Activity -> Give every entry again, exactly as it stands.

== Source records ==

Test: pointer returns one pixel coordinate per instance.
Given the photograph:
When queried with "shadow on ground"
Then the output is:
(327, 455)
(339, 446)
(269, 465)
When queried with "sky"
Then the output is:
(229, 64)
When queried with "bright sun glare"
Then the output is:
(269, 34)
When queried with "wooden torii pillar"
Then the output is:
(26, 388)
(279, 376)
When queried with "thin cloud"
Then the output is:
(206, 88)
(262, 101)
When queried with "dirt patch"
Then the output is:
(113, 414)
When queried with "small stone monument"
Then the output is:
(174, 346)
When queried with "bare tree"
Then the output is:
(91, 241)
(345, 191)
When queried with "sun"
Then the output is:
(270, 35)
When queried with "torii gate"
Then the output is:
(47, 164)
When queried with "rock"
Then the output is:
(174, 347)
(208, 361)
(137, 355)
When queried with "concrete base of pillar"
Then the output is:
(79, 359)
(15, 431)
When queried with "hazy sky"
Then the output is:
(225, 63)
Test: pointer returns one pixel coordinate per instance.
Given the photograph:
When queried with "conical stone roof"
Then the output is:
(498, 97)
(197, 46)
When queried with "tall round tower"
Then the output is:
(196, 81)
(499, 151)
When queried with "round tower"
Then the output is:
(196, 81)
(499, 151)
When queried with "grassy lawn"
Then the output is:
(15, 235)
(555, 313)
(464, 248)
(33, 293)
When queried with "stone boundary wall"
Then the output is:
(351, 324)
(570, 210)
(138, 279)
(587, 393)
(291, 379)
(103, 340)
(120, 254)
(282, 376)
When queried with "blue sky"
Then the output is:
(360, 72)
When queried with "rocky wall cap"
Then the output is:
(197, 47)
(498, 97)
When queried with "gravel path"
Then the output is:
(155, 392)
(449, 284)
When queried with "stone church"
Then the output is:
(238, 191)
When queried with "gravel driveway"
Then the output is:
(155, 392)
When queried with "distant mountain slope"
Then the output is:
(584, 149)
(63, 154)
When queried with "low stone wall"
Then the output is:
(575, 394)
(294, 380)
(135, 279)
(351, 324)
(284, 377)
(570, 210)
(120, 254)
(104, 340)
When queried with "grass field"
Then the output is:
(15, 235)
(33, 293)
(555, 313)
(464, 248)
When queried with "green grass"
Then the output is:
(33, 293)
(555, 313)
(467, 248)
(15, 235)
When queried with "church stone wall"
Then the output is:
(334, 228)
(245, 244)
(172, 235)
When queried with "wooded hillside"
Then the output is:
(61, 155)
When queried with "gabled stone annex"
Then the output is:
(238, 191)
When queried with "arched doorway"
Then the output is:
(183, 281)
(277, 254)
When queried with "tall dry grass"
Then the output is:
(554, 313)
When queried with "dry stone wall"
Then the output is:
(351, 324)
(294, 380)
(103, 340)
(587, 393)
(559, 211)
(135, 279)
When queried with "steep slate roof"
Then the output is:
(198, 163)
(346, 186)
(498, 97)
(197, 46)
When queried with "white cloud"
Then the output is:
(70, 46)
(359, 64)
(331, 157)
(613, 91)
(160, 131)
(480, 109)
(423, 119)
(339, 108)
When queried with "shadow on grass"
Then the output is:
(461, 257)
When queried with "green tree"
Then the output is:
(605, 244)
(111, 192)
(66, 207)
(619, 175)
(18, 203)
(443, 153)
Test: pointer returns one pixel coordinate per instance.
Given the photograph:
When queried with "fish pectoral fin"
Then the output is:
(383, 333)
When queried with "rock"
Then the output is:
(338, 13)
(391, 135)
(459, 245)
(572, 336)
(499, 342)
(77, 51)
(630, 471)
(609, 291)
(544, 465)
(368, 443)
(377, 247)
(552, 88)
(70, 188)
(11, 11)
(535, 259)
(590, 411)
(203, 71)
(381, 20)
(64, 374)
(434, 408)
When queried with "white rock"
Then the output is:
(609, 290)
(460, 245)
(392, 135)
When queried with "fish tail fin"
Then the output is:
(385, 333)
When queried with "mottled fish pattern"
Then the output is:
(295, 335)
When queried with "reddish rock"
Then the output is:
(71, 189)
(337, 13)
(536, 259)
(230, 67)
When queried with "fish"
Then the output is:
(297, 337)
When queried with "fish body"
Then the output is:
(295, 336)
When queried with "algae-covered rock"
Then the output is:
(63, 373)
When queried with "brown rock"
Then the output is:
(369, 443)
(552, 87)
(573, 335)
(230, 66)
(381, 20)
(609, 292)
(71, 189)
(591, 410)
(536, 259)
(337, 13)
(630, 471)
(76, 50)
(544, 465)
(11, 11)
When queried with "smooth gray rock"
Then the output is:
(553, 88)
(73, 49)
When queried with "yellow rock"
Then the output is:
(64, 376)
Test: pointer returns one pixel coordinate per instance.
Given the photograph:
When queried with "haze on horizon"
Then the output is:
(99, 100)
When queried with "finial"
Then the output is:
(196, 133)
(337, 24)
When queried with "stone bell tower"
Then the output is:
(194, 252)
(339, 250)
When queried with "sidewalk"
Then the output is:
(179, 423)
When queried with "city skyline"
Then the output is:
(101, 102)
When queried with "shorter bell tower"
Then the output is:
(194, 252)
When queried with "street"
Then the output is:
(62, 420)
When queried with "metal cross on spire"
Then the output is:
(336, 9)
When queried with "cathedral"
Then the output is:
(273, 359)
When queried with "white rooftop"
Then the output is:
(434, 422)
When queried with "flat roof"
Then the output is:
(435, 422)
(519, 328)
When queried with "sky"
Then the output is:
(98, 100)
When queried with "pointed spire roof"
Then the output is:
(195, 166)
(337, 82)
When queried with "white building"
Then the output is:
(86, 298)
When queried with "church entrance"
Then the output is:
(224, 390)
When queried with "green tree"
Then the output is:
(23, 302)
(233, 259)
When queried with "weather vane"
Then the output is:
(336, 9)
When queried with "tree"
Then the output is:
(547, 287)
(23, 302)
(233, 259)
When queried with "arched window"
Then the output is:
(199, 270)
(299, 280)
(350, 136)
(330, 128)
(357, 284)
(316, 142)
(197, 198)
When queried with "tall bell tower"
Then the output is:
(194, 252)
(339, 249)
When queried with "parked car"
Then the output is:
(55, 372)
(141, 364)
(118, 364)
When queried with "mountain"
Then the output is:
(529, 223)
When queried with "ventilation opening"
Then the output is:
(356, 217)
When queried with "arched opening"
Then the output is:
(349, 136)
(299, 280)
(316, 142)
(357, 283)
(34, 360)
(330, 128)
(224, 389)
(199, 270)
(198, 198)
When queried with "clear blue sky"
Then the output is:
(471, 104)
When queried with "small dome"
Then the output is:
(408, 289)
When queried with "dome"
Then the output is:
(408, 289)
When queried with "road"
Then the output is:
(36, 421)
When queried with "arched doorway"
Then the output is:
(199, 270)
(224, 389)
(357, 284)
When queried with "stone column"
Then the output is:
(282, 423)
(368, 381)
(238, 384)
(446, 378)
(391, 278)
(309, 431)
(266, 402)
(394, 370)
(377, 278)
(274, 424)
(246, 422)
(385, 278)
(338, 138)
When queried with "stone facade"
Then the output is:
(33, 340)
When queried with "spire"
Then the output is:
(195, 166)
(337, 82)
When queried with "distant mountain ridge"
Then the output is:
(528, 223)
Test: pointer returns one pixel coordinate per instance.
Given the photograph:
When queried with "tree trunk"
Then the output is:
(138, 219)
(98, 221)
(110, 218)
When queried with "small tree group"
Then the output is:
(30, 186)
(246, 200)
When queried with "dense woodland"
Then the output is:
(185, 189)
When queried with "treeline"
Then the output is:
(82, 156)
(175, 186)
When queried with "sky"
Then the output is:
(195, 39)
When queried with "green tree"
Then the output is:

===

Expected answer ->
Test: pointer returns one pixel coordinate per instance.
Given the photograph:
When queried with "shadow on ground"
Then the output is:
(327, 455)
(339, 446)
(269, 465)
When queried with "sky"
Then the output is:
(229, 64)
When queried with "bright sun glare"
Then the output is:
(269, 34)
When queried with "wooden torii pillar"
Then the output is:
(26, 388)
(279, 376)
When queried with "thin cloud"
Then the output is:
(206, 88)
(262, 101)
When queried with "dirt patch"
Then the output is:
(113, 414)
When queried with "small stone monument"
Then the output is:
(174, 346)
When queried with "bare tree"
Then the output is:
(91, 241)
(345, 191)
When queried with "sun"
Then the output is:
(270, 35)
When queried with "torii gate"
Then the output is:
(47, 164)
When queried with "rock"
Then the output is:
(174, 347)
(208, 361)
(137, 355)
When queried with "concrete base of pillar"
Then the output is:
(79, 359)
(15, 431)
When queried with "hazy sky"
Then the output is:
(225, 63)
Test: pointer returns one pixel coordinate per instance.
Given the photograph:
When queried with "conical stone roof"
Then the output is:
(498, 97)
(197, 46)
When queried with "tall round tower"
Then the output is:
(196, 81)
(499, 151)
When queried with "round tower"
Then the output is:
(196, 81)
(499, 151)
When queried with "grassy lawn"
Then the output is:
(15, 235)
(555, 313)
(464, 248)
(33, 293)
When queried with "stone boundary wall"
Then the output is:
(351, 324)
(570, 210)
(138, 279)
(587, 393)
(291, 379)
(103, 340)
(120, 254)
(282, 376)
When queried with "blue sky"
Then the output is:
(360, 72)
When queried with "rocky wall cap"
Then the output is:
(197, 47)
(498, 97)
When queried with "gravel path"
Then the output is:
(155, 392)
(449, 284)
When queried with "stone church"
Then the output is:
(238, 191)
When queried with "gravel driveway"
Then the output is:
(155, 392)
When queried with "distant mountain slope"
Then the output is:
(584, 149)
(63, 154)
When queried with "low stone wall"
Then the output is:
(575, 394)
(294, 380)
(135, 279)
(351, 324)
(284, 377)
(570, 210)
(120, 254)
(104, 340)
When queried with "grass field"
Then the output is:
(15, 235)
(33, 293)
(555, 313)
(464, 248)
When queried with "green grass"
Then the output is:
(33, 293)
(555, 313)
(467, 248)
(15, 235)
When queried with "church stone wall"
Then the output is:
(334, 228)
(245, 244)
(172, 235)
When queried with "wooded hillside"
Then the output is:
(61, 155)
When queried with "gabled stone annex"
Then the output is:
(238, 191)
When queried with "arched doorway"
Then the output is:
(183, 281)
(277, 254)
When queried with "tall dry grass"
Then the output is:
(554, 313)
When queried with "dry stone wall"
Then the output is:
(351, 324)
(294, 380)
(103, 340)
(587, 393)
(559, 211)
(135, 279)
When queried with "steep slate roof"
Then the output is:
(198, 163)
(346, 186)
(498, 97)
(197, 46)
When queried with "white cloud"
Then the output is:
(70, 46)
(359, 64)
(331, 157)
(613, 91)
(160, 131)
(480, 109)
(423, 119)
(339, 108)
When queried with "shadow on grass"
Then the output is:
(461, 257)
When queried with "green tree"
Then the output is:
(605, 244)
(111, 192)
(66, 207)
(619, 175)
(18, 203)
(443, 153)
Test: pointer returns one pixel coordinate per instance.
Given the photograph:
When queried with "fish pectoral fin"
Then the output is:
(383, 333)
When queried with "rock"
Then the output is:
(338, 13)
(391, 135)
(459, 245)
(572, 336)
(499, 342)
(77, 51)
(630, 471)
(609, 291)
(544, 465)
(368, 443)
(377, 247)
(552, 88)
(70, 188)
(11, 11)
(535, 259)
(590, 411)
(203, 71)
(381, 20)
(64, 374)
(434, 408)
When queried with "white rock"
Then the output is:
(609, 290)
(460, 245)
(392, 135)
When queried with "fish tail fin"
Then the output is:
(385, 333)
When queried with "mottled fish pattern"
Then the output is:
(295, 335)
When queried with "reddish rock"
Then the output is:
(71, 189)
(337, 13)
(536, 259)
(230, 67)
When queried with "fish"
Then the output is:
(297, 337)
When queried with "fish body"
Then the output is:
(295, 336)
When queried with "algae-covered rock"
Then the output is:
(63, 373)
When queried with "brown rock"
Then the output is:
(369, 443)
(552, 87)
(573, 335)
(230, 66)
(381, 20)
(609, 292)
(71, 189)
(591, 410)
(536, 259)
(337, 13)
(630, 471)
(76, 50)
(544, 465)
(11, 11)
When queried with "smooth gray rock"
Then the output is:
(553, 88)
(73, 49)
When queried with "yellow rock"
Then the output is:
(64, 376)
Test: pointer returns one pixel coordinate per instance.
Given the photograph:
When queried with "haze on horizon"
Then the output is:
(99, 100)
When queried with "finial"
Then the output is:
(196, 133)
(337, 24)
When queried with "stone bell tower"
Then the output is:
(194, 252)
(339, 250)
When queried with "sidewalk"
Then the output is:
(179, 423)
When queried with "city skyline"
Then the output is:
(101, 102)
When queried with "shorter bell tower"
Then the output is:
(194, 252)
When queried with "street"
Then the output is:
(62, 420)
When queried with "metal cross on spire"
Then the output is:
(336, 9)
When queried with "cathedral"
Then the output is:
(273, 359)
When queried with "white rooftop"
Then the output is:
(434, 422)
When queried with "flat roof"
Then the output is:
(435, 422)
(519, 328)
When queried with "sky"
Then the output is:
(98, 100)
When queried with "pointed spire roof"
Then the output is:
(195, 166)
(337, 82)
When queried with "white building"
Then the output is:
(86, 298)
When queried with "church entrance"
Then the output is:
(224, 390)
When queried with "green tree"
Then the output is:
(23, 302)
(233, 259)
When queried with "weather vane"
Then the output is:
(336, 9)
When queried with "tree"
Then the output is:
(547, 287)
(23, 302)
(233, 259)
When queried with "arched window"
Then the output is:
(199, 270)
(299, 280)
(350, 136)
(330, 128)
(357, 284)
(316, 142)
(197, 198)
When queried with "tall bell tower"
Then the output is:
(194, 252)
(339, 249)
When queried with "parked car"
Then the output is:
(55, 372)
(141, 364)
(118, 364)
When queried with "mountain"
Then the output is:
(529, 223)
When queried with "ventilation opening"
Then the output is:
(356, 217)
When queried with "arched opening"
Then the output is:
(349, 136)
(299, 280)
(316, 142)
(357, 283)
(34, 360)
(330, 128)
(224, 389)
(199, 270)
(198, 198)
When queried with "clear blue sky"
Then the output is:
(471, 104)
When queried with "small dome"
Then the output is:
(408, 289)
When queried with "dome"
Then the output is:
(408, 289)
When queried with "road"
Then the output is:
(36, 421)
When queried with "arched doorway"
Then the output is:
(199, 270)
(224, 389)
(357, 284)
When queried with "stone column"
Then the output is:
(282, 423)
(368, 381)
(238, 384)
(446, 378)
(391, 278)
(309, 431)
(266, 402)
(394, 370)
(377, 278)
(274, 424)
(246, 422)
(385, 278)
(338, 138)
When queried with "stone facade"
Then the output is:
(33, 340)
When queried with "spire"
Then the output is:
(195, 166)
(337, 82)
When queried with "distant mountain ridge"
Then the output is:
(528, 223)
Test: pointer returns one pixel coordinate per instance.
Given the photograph:
When queried with "tree trunk"
Then the output is:
(138, 219)
(98, 221)
(110, 218)
When queried with "small tree group"
Then the output is:
(30, 186)
(246, 200)
When queried with "dense woodland"
Then the output is:
(185, 189)
When queried with "treeline"
Then the output is:
(82, 156)
(175, 186)
When queried with "sky"
Then the output is:
(195, 39)
When queried with "green tree"
Then the output is:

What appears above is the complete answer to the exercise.